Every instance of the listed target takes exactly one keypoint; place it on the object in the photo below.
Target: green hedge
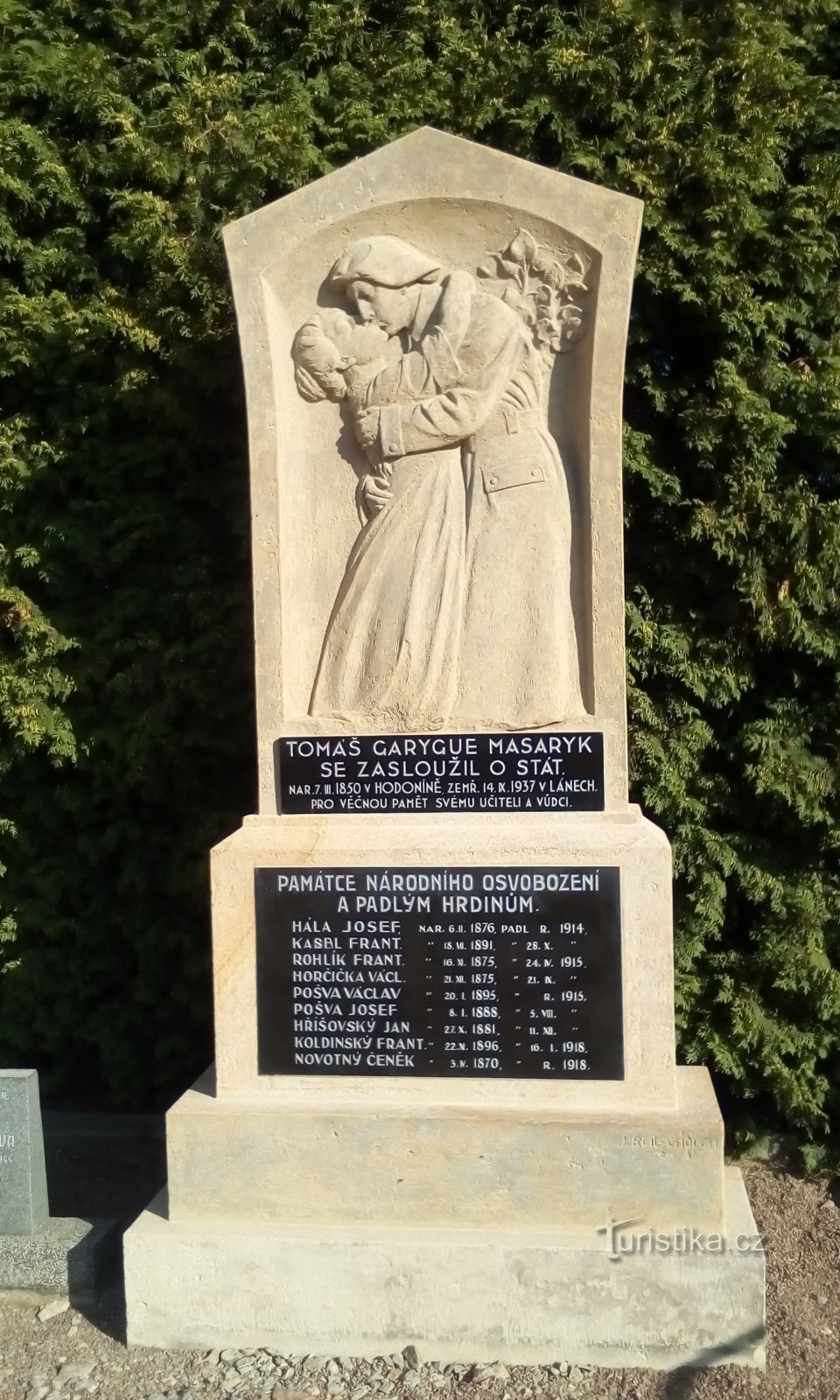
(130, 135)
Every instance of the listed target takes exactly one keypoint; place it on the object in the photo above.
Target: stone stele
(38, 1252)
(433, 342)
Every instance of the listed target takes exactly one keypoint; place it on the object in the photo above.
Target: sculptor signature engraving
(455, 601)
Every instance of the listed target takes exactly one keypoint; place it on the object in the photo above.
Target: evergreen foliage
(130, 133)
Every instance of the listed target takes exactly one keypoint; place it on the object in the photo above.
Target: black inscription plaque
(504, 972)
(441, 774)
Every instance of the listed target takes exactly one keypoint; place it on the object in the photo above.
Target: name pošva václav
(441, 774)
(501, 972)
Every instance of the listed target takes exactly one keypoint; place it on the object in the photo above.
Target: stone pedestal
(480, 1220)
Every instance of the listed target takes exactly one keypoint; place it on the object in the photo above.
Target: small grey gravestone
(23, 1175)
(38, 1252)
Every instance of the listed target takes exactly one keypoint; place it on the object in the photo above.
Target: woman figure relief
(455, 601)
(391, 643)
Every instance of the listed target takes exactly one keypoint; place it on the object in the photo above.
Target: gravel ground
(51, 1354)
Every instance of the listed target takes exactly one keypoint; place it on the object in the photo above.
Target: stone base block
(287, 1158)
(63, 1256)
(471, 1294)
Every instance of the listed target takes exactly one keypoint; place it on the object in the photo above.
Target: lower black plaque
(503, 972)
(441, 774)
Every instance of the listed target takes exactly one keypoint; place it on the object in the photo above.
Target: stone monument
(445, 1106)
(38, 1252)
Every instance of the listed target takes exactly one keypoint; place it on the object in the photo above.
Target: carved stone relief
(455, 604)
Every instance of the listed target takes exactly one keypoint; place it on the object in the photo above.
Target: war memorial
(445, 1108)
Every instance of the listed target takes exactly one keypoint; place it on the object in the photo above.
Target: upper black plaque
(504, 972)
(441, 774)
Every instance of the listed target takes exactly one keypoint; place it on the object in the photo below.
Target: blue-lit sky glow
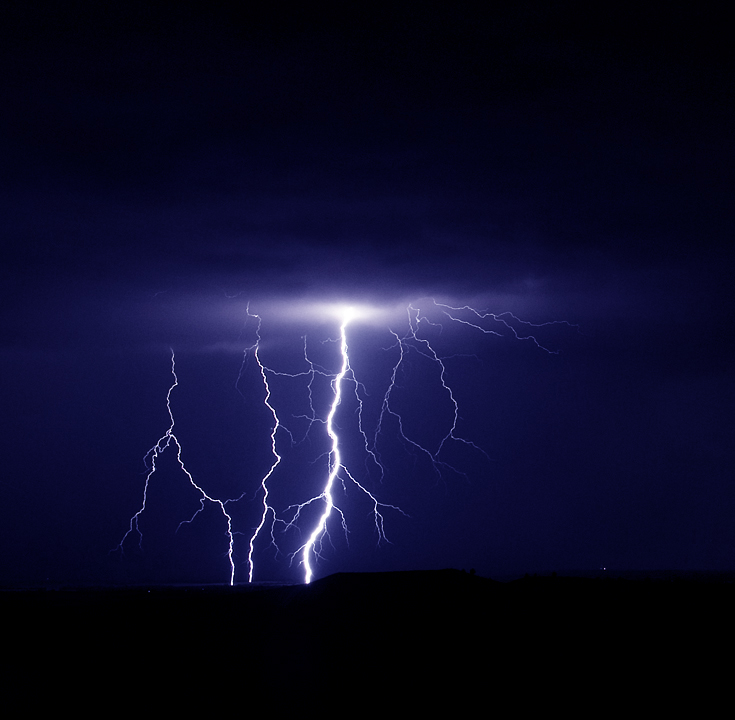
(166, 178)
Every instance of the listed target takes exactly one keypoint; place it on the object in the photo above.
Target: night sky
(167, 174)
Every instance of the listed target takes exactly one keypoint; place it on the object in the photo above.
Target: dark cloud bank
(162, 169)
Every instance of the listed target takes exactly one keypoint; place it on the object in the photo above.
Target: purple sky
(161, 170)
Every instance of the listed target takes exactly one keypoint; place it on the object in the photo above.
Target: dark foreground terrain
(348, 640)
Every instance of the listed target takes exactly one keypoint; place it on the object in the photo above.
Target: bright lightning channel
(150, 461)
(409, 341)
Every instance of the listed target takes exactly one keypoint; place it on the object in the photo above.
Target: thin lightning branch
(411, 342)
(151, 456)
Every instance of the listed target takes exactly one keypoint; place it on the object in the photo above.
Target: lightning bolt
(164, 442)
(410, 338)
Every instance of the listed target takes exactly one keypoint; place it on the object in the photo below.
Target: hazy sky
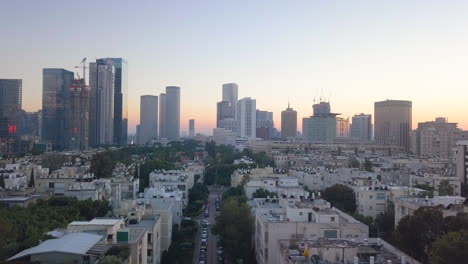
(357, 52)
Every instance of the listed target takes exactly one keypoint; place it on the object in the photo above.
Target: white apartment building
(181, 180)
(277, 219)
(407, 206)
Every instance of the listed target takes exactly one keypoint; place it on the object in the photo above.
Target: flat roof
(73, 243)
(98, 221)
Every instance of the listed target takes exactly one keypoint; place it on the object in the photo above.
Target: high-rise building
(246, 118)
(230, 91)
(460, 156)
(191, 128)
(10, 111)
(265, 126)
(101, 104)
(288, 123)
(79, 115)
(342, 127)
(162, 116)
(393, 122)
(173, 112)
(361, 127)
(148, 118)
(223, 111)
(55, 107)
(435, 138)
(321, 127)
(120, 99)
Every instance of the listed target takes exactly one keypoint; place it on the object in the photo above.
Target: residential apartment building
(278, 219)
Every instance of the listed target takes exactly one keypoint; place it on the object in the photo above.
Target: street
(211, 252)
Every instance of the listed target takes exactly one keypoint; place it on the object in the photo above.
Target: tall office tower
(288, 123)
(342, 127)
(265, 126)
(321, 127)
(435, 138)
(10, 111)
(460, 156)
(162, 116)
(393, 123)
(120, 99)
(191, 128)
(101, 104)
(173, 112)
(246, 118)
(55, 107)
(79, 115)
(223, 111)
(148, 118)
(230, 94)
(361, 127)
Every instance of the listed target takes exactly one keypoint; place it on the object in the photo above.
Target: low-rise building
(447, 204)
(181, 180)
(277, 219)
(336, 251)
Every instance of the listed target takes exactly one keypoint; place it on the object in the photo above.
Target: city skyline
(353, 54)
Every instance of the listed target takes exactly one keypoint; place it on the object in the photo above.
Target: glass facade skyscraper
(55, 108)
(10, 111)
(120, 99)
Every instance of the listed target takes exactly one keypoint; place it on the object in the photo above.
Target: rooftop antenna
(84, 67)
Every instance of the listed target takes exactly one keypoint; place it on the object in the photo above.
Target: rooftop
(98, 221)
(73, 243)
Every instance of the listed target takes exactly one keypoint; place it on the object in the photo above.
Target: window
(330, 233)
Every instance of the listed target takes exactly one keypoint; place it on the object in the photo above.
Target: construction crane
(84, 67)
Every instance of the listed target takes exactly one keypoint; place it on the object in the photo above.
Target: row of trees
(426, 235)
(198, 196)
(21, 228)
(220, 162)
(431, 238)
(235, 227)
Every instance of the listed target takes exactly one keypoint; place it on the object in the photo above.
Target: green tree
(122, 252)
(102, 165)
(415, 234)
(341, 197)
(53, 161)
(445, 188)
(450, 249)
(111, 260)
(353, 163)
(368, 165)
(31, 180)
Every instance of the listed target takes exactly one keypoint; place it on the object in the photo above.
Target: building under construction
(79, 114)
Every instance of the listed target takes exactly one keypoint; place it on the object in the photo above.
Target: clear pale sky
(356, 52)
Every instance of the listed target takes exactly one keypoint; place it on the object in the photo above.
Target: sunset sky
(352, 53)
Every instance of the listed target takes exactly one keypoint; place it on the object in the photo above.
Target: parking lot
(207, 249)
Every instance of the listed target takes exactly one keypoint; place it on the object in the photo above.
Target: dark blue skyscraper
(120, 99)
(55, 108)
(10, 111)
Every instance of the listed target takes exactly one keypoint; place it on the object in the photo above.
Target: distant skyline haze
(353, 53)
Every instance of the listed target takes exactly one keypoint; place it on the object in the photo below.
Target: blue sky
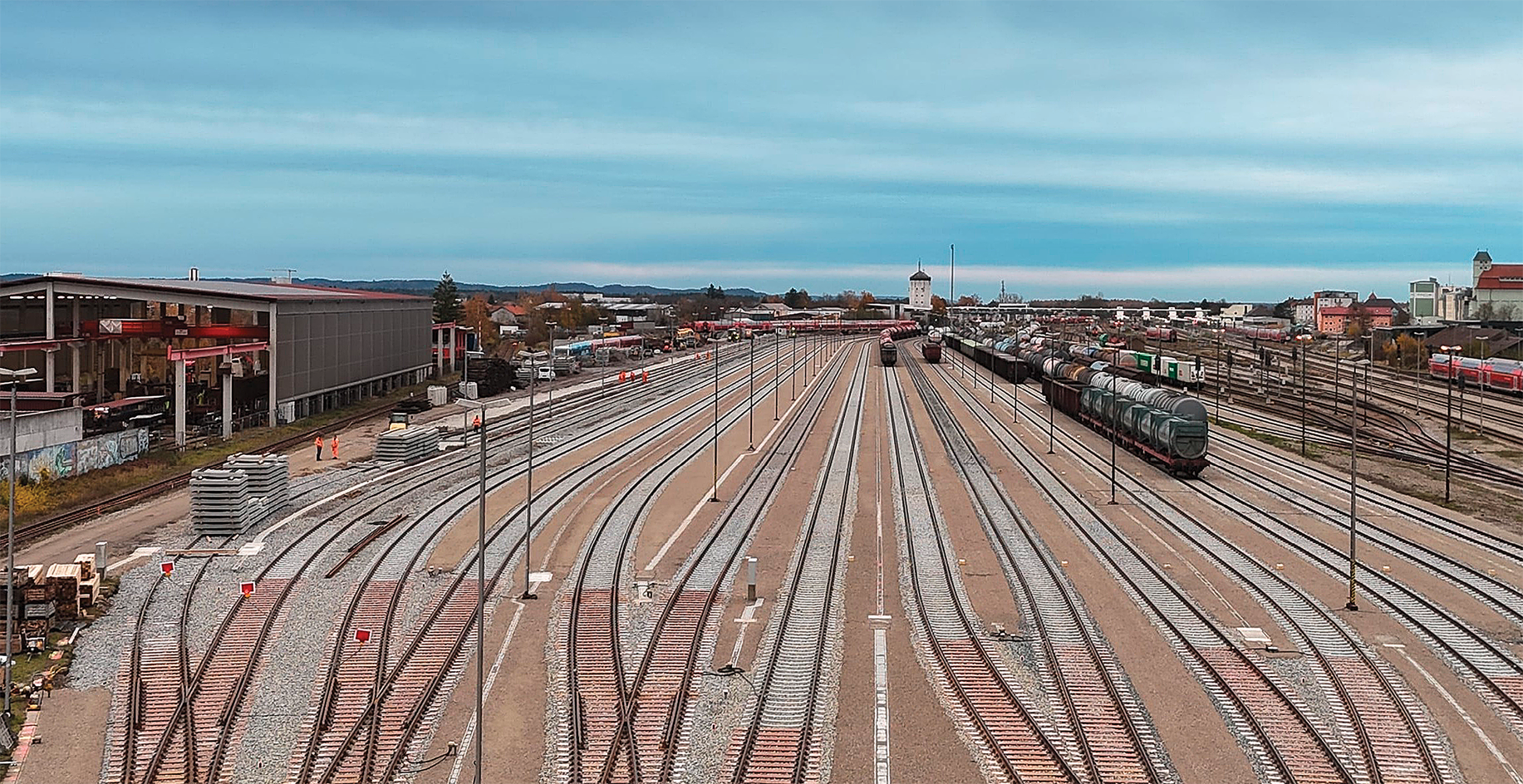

....................

**AIM:** Please return, unchanged, every line of the listing above that contains the word "construction". Case counts.

**CORRECT RESULT:**
Target: construction crane
Target: building under construction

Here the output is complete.